### How to complete this task
Please transcribe the listing below exactly, but only from the line containing "Would you kindly indicate the statue's" through its last line.

### Entries supplied
=== Section Start ===

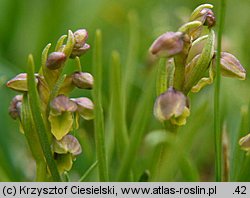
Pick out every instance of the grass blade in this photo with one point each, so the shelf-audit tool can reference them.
(217, 124)
(38, 120)
(141, 118)
(98, 110)
(118, 113)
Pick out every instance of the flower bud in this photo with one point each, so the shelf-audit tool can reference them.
(230, 66)
(68, 144)
(62, 104)
(79, 51)
(55, 60)
(85, 107)
(244, 142)
(210, 19)
(206, 17)
(171, 104)
(15, 106)
(168, 44)
(80, 36)
(19, 82)
(83, 80)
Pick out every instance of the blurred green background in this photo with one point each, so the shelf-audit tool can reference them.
(28, 25)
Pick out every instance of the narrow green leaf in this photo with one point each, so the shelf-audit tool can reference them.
(141, 117)
(38, 120)
(98, 110)
(90, 169)
(118, 111)
(217, 117)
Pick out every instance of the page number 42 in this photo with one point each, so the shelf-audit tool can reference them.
(240, 190)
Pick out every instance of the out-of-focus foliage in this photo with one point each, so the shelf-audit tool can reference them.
(28, 25)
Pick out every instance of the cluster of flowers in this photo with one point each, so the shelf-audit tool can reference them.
(60, 113)
(188, 69)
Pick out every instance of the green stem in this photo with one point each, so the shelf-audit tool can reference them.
(140, 120)
(41, 171)
(217, 124)
(179, 74)
(98, 110)
(38, 121)
(161, 79)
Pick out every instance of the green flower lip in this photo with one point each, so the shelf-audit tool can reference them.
(83, 80)
(62, 103)
(55, 60)
(170, 103)
(168, 44)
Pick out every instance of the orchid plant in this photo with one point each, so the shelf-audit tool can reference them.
(47, 115)
(186, 68)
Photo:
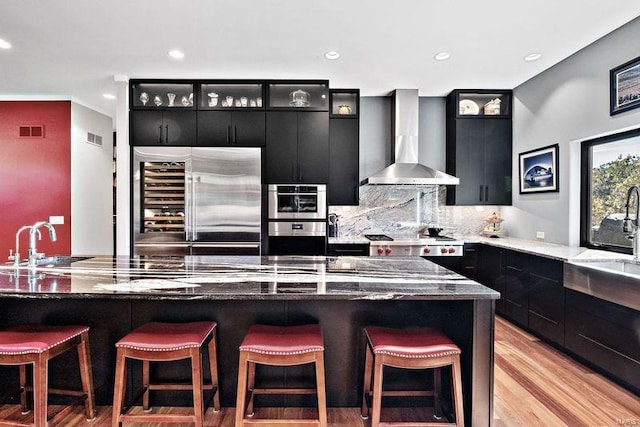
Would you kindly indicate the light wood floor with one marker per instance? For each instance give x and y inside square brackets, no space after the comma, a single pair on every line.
[535,385]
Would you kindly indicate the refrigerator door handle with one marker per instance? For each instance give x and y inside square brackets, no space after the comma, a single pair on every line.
[194,207]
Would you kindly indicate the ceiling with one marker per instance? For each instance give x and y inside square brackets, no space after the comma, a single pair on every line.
[74,48]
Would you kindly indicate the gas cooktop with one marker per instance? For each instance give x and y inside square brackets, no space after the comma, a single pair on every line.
[378,237]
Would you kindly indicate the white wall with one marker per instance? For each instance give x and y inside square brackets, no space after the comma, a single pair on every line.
[567,104]
[91,183]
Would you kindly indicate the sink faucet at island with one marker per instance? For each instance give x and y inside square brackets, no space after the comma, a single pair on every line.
[633,230]
[15,257]
[34,256]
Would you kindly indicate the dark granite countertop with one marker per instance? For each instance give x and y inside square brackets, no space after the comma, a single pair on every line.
[242,278]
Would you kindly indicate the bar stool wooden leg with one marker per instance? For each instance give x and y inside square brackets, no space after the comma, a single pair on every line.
[146,367]
[376,405]
[457,390]
[241,396]
[213,369]
[251,384]
[320,389]
[366,389]
[23,390]
[196,374]
[118,396]
[86,376]
[40,389]
[437,388]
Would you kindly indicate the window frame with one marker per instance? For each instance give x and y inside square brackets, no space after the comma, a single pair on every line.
[586,161]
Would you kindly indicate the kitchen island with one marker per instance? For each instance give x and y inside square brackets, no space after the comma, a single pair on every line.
[342,294]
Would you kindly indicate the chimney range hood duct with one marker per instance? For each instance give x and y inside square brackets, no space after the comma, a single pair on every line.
[406,169]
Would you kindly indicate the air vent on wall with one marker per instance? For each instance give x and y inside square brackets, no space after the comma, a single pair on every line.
[94,139]
[31,132]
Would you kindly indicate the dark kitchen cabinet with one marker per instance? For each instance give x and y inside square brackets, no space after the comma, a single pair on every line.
[297,147]
[605,335]
[231,128]
[344,146]
[348,249]
[163,127]
[546,298]
[490,271]
[479,149]
[516,288]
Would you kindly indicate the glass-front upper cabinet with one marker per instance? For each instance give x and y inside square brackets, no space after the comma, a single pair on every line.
[157,95]
[303,95]
[345,103]
[227,95]
[483,103]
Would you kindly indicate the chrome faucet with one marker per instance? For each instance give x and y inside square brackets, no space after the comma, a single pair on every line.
[631,229]
[34,256]
[15,257]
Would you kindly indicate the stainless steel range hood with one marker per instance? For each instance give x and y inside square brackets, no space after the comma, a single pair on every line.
[406,169]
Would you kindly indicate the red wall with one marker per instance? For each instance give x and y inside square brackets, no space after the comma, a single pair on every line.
[35,174]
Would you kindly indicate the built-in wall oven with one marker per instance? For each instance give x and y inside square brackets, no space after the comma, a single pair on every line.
[297,219]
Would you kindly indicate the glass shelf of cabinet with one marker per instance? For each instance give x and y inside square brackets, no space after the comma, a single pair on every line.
[221,96]
[302,95]
[344,103]
[483,103]
[162,95]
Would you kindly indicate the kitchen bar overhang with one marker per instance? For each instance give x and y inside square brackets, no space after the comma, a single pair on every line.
[342,294]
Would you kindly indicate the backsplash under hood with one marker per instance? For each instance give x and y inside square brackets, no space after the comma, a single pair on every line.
[406,169]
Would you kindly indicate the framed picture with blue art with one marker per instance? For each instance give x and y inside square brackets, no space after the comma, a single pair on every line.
[624,83]
[539,170]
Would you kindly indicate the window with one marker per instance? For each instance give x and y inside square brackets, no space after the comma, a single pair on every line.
[609,167]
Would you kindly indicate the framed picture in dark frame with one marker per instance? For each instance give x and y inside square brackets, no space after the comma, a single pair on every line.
[538,170]
[624,83]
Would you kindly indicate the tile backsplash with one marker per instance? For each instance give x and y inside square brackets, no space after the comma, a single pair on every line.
[407,210]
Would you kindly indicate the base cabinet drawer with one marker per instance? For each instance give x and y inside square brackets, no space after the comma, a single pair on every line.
[608,339]
[348,249]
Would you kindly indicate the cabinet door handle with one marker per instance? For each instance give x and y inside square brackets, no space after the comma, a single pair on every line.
[613,350]
[543,317]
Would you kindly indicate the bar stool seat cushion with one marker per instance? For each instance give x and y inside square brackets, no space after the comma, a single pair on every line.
[159,336]
[283,340]
[416,343]
[36,338]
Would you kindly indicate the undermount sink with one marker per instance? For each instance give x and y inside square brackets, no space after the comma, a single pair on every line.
[616,281]
[52,261]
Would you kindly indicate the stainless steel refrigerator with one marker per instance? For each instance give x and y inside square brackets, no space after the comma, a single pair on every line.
[196,201]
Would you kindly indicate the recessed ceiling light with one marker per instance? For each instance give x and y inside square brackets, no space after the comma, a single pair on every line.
[332,55]
[532,57]
[442,56]
[176,54]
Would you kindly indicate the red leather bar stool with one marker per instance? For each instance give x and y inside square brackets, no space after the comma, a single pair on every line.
[280,346]
[164,342]
[422,348]
[36,345]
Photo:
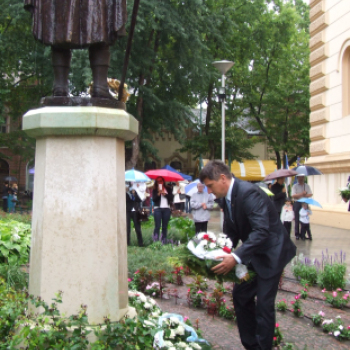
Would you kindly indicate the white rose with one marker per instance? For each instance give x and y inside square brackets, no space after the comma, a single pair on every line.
[203,243]
[148,323]
[174,320]
[221,242]
[180,330]
[168,344]
[181,344]
[147,306]
[228,243]
[142,298]
[211,235]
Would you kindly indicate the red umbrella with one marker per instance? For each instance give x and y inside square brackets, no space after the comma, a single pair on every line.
[280,173]
[166,174]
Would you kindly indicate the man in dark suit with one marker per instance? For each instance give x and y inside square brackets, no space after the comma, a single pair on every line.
[133,204]
[266,248]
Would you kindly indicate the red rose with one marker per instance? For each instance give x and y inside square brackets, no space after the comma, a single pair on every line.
[227,250]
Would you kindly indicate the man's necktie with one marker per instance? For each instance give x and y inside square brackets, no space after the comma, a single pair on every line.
[228,203]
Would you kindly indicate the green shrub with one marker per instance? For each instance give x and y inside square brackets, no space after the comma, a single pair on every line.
[177,231]
[14,276]
[306,272]
[154,257]
[12,305]
[14,242]
[332,276]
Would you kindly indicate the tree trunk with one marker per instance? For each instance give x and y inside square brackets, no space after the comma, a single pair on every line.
[131,163]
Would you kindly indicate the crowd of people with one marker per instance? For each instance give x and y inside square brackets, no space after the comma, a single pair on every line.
[161,199]
[9,197]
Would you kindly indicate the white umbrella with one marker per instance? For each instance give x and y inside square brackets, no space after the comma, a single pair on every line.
[191,188]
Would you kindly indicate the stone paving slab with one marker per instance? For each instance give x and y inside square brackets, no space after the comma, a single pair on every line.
[223,334]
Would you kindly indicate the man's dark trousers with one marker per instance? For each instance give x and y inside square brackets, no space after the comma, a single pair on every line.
[256,320]
[132,215]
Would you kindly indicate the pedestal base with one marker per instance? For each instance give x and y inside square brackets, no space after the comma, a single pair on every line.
[79,225]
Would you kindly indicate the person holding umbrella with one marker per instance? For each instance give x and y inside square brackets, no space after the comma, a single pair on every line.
[299,190]
[133,202]
[162,196]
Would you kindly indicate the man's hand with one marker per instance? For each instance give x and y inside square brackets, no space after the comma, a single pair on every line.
[226,265]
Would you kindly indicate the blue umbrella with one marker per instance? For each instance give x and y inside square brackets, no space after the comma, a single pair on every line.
[309,201]
[136,176]
[191,188]
[186,177]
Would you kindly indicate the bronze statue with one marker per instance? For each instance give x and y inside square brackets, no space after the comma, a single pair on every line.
[76,24]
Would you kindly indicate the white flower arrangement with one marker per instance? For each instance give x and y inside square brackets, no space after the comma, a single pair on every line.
[206,246]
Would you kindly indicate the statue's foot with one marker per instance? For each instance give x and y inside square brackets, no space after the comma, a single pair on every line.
[60,90]
[100,91]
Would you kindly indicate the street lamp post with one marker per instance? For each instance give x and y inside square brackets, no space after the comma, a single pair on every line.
[223,67]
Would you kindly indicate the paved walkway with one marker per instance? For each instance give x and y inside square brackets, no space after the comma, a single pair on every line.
[223,334]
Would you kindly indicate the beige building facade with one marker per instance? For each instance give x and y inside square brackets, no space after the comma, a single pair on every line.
[330,108]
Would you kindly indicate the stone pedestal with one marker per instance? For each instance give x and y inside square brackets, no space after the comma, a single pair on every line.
[79,225]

=== Section End ===

### Exercise response
Would you kindly indicate the statue's foot with one marker per instance? For each instance give x and y inside square brackets, no space after the comma, a single pair on every line.
[60,90]
[100,91]
Would you kindly indicate the street lamp post with one marker per instance? For each instance give x and y inside square brackets, no space after the comma, a single pair on every line.
[223,67]
Would you kindly indicate the paved walkway with one marker per instance? For each instance give x and y inside square brackets, no space after the comma, a single pair on every line.
[223,334]
Would you kindly indicate the beige building facade with one marker per instance? For each instance give x and y inside square brackets, no space after the comma, a single pair on every line.
[330,108]
Would you kindly indicate the stone pedestal with one marker per instance? For each instance give x and y inside square brackets, no space after the comma, a single pair on every line.
[79,225]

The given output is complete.